### TASK TO CARRY OUT
Please retype the entries below exactly, only from their first line through the line containing "line as [657,267].", leaving every picture out.

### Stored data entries

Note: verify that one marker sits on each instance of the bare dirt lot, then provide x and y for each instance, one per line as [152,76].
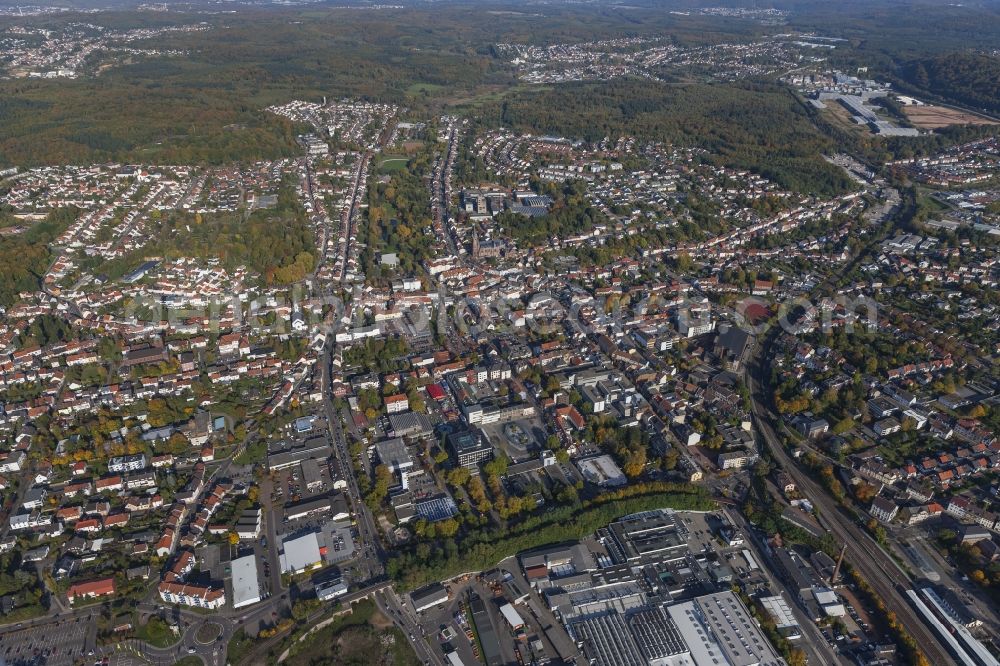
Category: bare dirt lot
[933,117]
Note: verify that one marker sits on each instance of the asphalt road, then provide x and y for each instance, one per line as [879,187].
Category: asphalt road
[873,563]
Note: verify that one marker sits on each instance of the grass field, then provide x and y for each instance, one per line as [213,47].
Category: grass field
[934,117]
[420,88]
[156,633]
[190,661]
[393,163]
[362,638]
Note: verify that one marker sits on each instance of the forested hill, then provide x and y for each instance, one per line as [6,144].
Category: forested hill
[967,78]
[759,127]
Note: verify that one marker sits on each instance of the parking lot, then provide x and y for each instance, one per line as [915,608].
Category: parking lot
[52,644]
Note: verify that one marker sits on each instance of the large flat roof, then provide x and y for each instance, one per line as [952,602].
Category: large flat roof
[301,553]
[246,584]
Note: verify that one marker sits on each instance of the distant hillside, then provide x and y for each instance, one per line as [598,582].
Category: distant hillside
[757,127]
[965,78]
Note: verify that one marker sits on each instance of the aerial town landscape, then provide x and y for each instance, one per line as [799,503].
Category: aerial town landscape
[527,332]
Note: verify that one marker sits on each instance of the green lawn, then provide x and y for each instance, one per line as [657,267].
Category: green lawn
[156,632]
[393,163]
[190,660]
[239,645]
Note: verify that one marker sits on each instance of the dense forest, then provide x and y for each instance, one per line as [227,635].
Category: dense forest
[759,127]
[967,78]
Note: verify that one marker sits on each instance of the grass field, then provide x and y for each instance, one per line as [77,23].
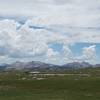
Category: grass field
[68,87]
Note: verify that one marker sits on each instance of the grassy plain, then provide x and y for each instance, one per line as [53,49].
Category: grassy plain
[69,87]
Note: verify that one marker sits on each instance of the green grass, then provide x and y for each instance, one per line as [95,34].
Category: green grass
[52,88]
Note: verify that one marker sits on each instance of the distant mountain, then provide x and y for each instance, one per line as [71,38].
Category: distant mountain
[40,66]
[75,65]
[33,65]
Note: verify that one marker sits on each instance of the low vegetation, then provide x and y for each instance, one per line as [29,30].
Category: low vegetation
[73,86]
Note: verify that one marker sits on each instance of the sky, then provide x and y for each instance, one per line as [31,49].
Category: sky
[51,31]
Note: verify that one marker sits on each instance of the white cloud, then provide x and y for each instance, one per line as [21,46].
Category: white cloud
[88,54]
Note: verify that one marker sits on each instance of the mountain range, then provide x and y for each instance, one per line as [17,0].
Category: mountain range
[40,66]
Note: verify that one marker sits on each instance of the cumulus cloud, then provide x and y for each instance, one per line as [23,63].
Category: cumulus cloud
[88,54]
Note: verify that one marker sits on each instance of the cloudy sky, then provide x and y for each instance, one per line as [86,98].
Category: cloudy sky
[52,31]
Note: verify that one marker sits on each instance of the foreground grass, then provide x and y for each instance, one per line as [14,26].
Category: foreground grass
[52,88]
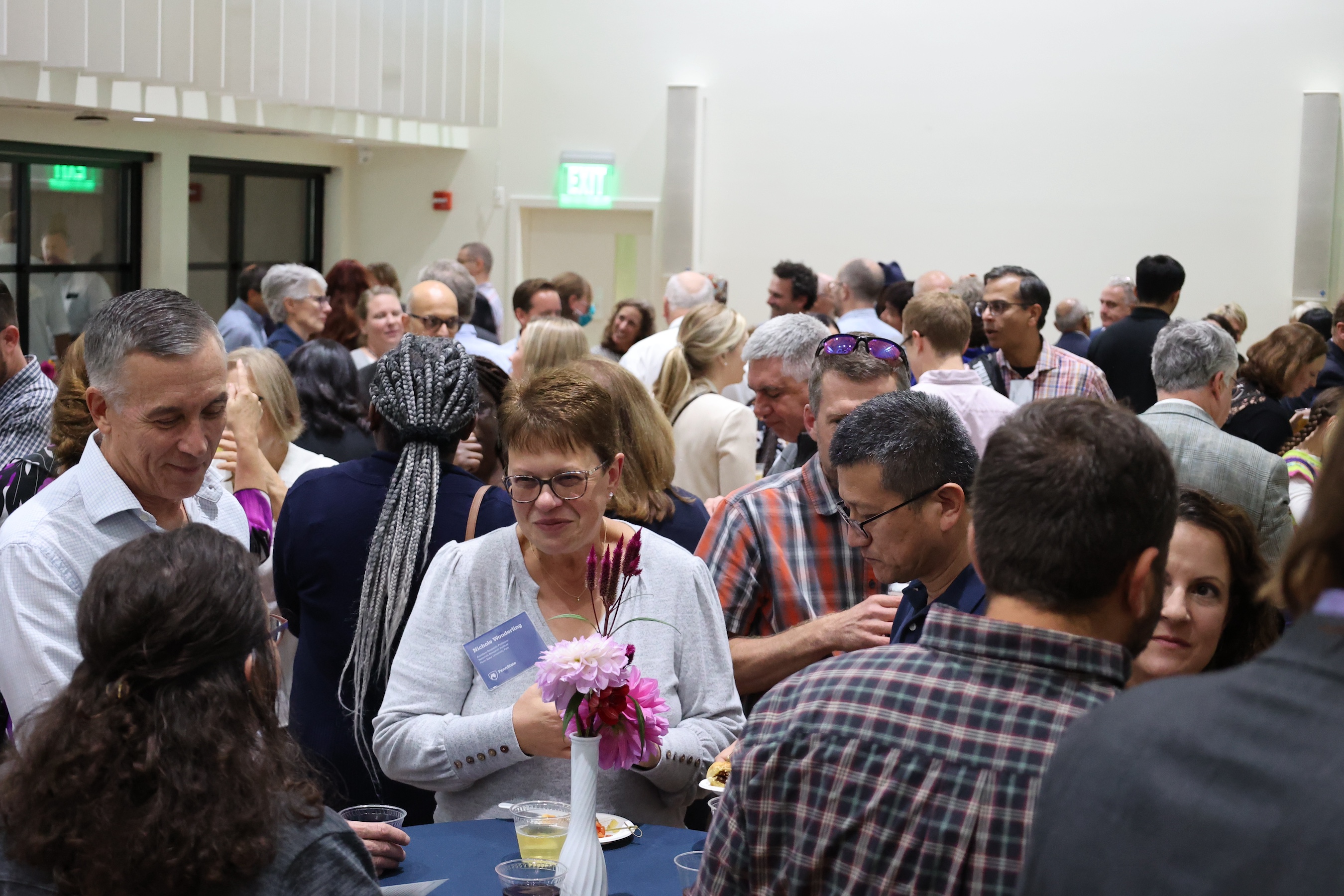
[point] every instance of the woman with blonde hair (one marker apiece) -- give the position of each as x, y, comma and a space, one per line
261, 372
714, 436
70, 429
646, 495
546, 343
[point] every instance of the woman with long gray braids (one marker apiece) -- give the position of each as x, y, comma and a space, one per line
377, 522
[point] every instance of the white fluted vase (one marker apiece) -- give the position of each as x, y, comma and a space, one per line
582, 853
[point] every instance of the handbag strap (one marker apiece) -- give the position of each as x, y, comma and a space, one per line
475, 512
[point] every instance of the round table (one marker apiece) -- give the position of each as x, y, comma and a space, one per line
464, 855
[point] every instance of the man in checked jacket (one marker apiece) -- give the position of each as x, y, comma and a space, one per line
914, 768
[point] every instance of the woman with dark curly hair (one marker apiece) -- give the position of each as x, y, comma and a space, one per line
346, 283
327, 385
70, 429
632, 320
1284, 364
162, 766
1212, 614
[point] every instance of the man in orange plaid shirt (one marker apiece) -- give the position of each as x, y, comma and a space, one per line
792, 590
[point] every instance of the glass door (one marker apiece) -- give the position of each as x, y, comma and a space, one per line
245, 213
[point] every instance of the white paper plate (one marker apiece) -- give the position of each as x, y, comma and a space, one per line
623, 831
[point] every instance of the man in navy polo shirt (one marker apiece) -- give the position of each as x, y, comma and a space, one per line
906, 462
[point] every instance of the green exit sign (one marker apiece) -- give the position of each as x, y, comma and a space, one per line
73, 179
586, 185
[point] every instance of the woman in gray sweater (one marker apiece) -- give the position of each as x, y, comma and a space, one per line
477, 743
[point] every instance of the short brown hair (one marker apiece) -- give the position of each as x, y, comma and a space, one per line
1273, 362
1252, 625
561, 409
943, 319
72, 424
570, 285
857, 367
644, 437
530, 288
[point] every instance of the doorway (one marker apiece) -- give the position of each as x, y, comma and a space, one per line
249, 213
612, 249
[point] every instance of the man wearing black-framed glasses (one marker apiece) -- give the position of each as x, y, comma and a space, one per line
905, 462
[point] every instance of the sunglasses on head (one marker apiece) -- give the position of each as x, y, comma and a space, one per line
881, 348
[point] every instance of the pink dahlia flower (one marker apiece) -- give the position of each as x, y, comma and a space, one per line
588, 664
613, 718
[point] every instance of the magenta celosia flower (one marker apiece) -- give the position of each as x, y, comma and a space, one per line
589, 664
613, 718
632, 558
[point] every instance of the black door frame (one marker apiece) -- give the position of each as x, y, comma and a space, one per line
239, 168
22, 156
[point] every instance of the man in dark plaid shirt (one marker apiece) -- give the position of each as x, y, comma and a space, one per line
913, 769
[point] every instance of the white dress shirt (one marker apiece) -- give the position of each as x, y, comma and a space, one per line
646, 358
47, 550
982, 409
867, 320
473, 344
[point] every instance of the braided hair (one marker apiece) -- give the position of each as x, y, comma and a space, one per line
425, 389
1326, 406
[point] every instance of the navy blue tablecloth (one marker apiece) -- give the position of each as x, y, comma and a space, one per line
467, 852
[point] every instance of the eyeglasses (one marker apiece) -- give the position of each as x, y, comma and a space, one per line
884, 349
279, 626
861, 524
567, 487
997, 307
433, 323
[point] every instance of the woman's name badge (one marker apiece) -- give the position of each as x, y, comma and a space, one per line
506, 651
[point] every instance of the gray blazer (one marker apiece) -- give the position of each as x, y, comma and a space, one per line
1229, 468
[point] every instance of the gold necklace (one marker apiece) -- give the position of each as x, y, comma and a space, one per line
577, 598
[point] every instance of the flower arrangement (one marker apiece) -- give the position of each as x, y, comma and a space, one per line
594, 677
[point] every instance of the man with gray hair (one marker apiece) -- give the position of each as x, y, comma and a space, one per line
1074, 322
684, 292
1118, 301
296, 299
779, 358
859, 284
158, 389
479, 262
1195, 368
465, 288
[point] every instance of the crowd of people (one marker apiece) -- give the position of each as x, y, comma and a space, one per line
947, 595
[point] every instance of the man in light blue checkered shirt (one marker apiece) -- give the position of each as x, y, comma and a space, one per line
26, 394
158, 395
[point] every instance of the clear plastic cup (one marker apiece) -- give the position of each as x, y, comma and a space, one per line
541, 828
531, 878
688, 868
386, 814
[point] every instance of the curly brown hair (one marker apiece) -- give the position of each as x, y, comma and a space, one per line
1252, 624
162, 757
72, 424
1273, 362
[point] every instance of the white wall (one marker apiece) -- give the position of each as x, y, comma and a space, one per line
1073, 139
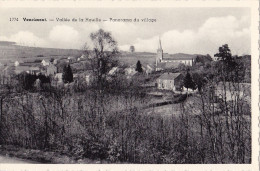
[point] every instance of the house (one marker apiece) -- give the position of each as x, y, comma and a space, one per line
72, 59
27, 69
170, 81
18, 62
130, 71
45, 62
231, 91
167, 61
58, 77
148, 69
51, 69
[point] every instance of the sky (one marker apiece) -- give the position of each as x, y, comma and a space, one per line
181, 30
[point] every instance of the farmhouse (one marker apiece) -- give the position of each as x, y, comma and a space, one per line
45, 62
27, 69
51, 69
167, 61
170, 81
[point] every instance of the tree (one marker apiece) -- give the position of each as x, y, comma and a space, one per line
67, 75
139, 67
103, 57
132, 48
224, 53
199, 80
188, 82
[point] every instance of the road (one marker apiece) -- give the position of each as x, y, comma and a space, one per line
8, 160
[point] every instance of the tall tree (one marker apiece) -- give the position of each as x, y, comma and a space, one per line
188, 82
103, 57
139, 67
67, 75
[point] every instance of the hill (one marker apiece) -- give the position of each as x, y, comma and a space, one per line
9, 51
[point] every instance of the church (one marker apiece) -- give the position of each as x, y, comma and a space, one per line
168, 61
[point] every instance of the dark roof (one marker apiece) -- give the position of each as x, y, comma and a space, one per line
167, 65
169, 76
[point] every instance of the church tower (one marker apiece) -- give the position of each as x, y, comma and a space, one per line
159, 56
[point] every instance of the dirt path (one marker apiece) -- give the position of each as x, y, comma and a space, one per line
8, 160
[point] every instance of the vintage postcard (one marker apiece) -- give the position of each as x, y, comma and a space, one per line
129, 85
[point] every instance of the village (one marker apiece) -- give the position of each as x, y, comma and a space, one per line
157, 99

### TASK ANSWER
Note: verify that one marker sits on each instance of the bare dirt lot, then provide x and y for each instance, one per line as [152,76].
Category: bare dirt lot
[933,117]
Note: verify that one marker sits on each instance of the asphalt road, then provide x and y for each instance, one per line as [879,187].
Category: asphalt road
[873,563]
Note: verify that one marker sits on each instance of the grass field, then provide x and y for each instance, one per line as [213,47].
Category: grass field
[934,117]
[420,88]
[156,633]
[190,661]
[393,163]
[362,638]
Note: verify that one marker sits on each instance of the forested hill, then provide x and y for each instance, one per line as [6,144].
Category: forested hill
[967,78]
[759,127]
Note: verify that one marker sits on each instance of the parking lot, then provide x and y for each instance, one per line as [915,608].
Category: parking lot
[52,644]
Note: verify that one marker sits on each instance of the large flat roof, then provide x and y for each instance, one per line as [952,602].
Category: large flat roof
[301,553]
[246,584]
Note: verify that one marker sits on each instance of the distant hillside, then provide x and y for each instance, one per line as [598,582].
Category: distant hillside
[757,127]
[965,78]
Note: verify that one marker sits on each instance of the aerial town landscape, then provide x and y for each instance, one per line as [799,503].
Category: aerial town landscape
[527,332]
Note: verify that one marker sits on each instance of the green lawn, then provide x and y for each instance, one per line as [657,267].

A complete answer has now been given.